- [Document section]:

-=-=-=-=-

The anomaly leads the players to a decrepit house, once owned by a mad scientist, who, expectedly, soon comes smashing into the scene in the form of a ghoul corrupted by Ember, swiftly downing our teammate. The boss, called ‘The Masqued One’, is able to blink around the room and attack with supernatural powers, before eventually morphing into a supernatural ball of twisted limbs and scrambling towards escape across the roof of the building.

Project Spectrum’s big twist comes when, in the corner of our demo room, the game’s director, Basil Wang, then stepped from behind a screen to reveal that the boss character was actually controlled by him the entire time.

Similar to 2K’s 2015 asymmetric shooter Evolve, the big foes in Project Spectrum – known as Executioners – are actually other players tasked with obstructing the human teams’ mission. The gameplay we watched suggested Executioner players will have a suite of powers, like the ability to climb rooftops and leap across scenery, and track human foes through walls.

It’s not yet clear exactly how the asymmetric gameplay will work: Wang told us that players will be able to control Executioners “under certain conditions” and that specific criteria have to be met, suggesting that Spectrum won’t offer a clear-cut divide between choosing either to play as an Operator or as their monster foes.

However, the director suggests that character customization and some form of progression system will empower players to alter their play style. The game will feature a roster of human Agents, with distinct archetypes and combat roles, and the ability to allocate attributes and choose skills.

“Similar to 2K’s 2015 asymmetric shooter Evolve, the big foes in Project Spectrum – known as Executioners – are actually other players tasked with obstructing the human teams’ mission”

“You can customize Executioners as well, and they can progress and become stronger over time,” he said. “What you saw in our demo today is one form of its many types in this game, and we are also designing future Executioners in different forms as well. Our end goal is to make sure that we keep gameplay as diverse and fun as possible.”

Team Jade isn’t revealing details on how the player-vs-Executioner ecosystem will work either, other than that the latter’s goal is to prevent human players’ objectives and make sure that the Ember zones stay undisturbed. Meanwhile, agents can take down Executioners, but Wang says they will be encouraged to use more than just firepower, such as by leveraging the environment and utilising the aforementioned traps that can be crafted.

-=-=-=-=-

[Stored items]
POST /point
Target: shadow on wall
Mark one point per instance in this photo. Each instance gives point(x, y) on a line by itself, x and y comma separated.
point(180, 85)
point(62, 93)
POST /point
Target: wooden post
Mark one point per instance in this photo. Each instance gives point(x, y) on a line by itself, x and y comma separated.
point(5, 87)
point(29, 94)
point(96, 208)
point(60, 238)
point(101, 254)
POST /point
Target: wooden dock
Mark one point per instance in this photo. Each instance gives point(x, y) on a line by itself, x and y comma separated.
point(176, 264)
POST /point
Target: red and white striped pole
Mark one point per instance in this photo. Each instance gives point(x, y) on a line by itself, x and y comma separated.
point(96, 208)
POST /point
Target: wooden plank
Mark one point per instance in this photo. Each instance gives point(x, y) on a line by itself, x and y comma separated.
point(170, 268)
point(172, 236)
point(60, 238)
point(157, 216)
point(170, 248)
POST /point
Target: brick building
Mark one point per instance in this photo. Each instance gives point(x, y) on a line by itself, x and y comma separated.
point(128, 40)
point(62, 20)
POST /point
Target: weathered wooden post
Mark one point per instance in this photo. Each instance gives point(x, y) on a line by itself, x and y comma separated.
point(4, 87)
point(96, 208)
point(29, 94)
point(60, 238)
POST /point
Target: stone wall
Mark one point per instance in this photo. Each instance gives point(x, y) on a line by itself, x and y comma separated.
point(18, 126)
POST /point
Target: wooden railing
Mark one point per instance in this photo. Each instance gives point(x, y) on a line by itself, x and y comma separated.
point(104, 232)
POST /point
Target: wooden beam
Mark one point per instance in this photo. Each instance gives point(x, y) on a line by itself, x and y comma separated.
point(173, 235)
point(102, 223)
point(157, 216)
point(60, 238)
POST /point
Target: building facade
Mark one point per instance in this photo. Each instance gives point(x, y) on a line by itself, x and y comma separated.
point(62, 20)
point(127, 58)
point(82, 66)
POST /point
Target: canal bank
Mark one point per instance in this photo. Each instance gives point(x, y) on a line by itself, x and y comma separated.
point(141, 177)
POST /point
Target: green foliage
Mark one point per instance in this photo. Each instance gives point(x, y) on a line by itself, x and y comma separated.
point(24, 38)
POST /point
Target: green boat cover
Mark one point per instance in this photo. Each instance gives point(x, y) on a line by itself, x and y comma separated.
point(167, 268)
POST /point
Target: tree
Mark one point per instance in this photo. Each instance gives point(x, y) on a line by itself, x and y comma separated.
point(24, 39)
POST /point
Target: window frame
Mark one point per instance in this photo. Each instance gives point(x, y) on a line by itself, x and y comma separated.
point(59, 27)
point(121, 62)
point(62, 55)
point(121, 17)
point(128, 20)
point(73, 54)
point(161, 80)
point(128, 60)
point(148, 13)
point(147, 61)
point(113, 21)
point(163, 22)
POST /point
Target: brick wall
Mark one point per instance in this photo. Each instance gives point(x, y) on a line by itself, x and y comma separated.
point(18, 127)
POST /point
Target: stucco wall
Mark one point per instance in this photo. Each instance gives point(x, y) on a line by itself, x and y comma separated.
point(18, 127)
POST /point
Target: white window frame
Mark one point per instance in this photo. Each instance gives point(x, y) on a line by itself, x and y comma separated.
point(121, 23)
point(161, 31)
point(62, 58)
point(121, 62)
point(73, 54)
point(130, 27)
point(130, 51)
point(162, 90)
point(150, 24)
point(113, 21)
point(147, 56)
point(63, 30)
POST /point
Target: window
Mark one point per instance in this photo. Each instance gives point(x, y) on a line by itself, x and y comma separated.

-=-=-=-=-

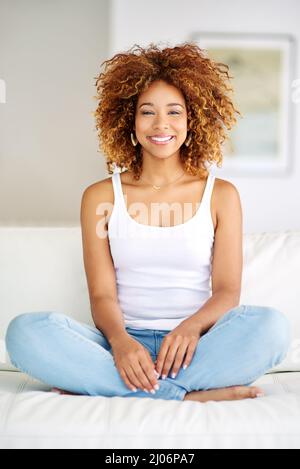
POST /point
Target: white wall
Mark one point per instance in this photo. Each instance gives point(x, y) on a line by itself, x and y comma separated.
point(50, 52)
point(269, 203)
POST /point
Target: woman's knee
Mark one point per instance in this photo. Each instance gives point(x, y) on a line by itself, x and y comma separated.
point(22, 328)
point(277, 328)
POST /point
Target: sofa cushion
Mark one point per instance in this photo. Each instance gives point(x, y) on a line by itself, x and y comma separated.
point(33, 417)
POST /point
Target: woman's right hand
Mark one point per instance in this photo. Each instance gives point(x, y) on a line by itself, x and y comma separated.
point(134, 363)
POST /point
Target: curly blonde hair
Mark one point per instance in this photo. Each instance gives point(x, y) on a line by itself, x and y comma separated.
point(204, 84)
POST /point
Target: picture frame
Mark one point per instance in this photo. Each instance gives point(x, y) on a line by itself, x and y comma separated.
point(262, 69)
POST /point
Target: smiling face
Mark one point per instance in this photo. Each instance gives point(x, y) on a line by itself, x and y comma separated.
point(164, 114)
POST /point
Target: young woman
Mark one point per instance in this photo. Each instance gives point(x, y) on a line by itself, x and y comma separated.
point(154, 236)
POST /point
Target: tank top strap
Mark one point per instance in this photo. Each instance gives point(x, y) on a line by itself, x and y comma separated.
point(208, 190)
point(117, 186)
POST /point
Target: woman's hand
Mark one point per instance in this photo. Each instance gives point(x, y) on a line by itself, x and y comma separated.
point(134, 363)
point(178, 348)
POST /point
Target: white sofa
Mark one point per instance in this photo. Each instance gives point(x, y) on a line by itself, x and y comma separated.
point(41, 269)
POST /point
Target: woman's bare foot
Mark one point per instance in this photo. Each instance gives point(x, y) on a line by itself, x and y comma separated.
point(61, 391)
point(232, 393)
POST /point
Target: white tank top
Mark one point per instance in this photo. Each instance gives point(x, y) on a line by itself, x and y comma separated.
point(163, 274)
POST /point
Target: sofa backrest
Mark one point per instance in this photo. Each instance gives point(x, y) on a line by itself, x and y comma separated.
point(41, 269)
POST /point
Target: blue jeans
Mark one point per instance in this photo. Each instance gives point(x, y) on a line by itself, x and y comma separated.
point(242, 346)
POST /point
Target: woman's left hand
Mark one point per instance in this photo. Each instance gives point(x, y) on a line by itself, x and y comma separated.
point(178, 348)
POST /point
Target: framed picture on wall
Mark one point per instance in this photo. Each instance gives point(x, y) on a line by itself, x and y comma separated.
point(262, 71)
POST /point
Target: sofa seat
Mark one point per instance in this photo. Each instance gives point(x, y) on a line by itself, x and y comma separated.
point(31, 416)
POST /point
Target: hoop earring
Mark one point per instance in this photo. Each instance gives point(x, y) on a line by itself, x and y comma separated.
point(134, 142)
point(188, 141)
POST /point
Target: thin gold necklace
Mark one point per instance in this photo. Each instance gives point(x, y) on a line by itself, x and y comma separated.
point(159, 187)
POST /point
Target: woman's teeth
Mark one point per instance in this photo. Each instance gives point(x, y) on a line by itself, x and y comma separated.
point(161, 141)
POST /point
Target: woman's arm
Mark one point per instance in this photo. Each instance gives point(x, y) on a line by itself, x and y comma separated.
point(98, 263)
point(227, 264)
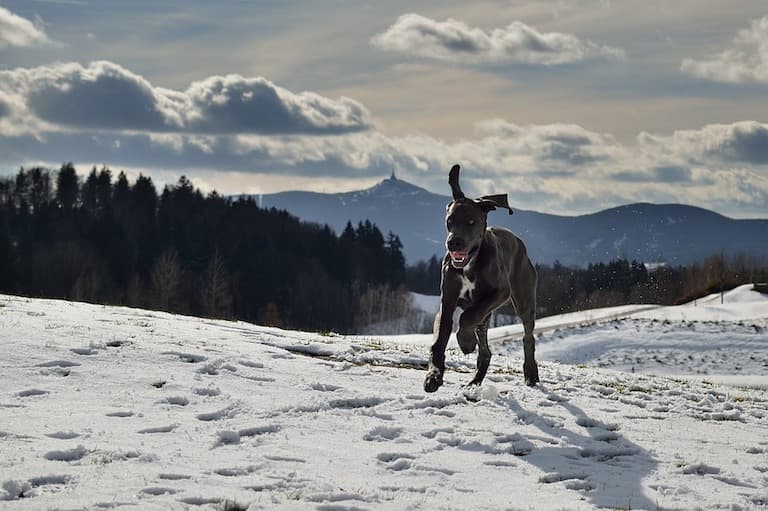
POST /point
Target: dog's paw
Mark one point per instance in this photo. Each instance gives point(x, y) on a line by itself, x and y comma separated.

-=-=-=-=-

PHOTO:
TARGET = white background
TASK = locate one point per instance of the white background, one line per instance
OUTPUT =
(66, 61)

-=-=-=-=-

Continue the passage on Project Spectrum's Executioners from the point where it ends.

- [Reply to the exercise]:
Another significant borrowed idea that could make Project Spectrum stand out is its Sanity system – a concept famously introduced in Nintendo’s 2002 horror game Eternal Darkness. The system worked by having players lose sanity every time they encountered a monster, with certain ‘insanity effects’ manipulating the player when the meter drained too low, such as by putting hallucinations on screen or pretending the game had crashed.

Evolve-like shooter Project Spectrum brings back one of Nintendo’s scariest features

Nintendo’s patent on the concept recently expired and entered the public domain, potentially allowing other developers to utilize and expand on a great idea that has understandably been underutilized in the past two decades.

Though Project Spectrum’s director claims to be totally unaware of Eternal Darkness and its sanity system – making me feel very old in the process – his game’s take on the idea sounds like it works similarly, with enemy encounters wearing down the player’s sanity meter and eventually resulting in vivid hallucinations. In contrast, friendly activities such as reviving a downed player will restore it.

One key differentiator is that, according to Wang, players will be able to create human Operator builds that actually perform better when their sanity is low.

When your sanity is lower, you’ll start to suffer from certain symptoms, like you notice an illusion in the game, or maybe it will affect your mobility, or your ability to aim and shoot,” he said. “But if your player archetype is built on low sanity, maybe you will be able to say, find secret rooms or passages.”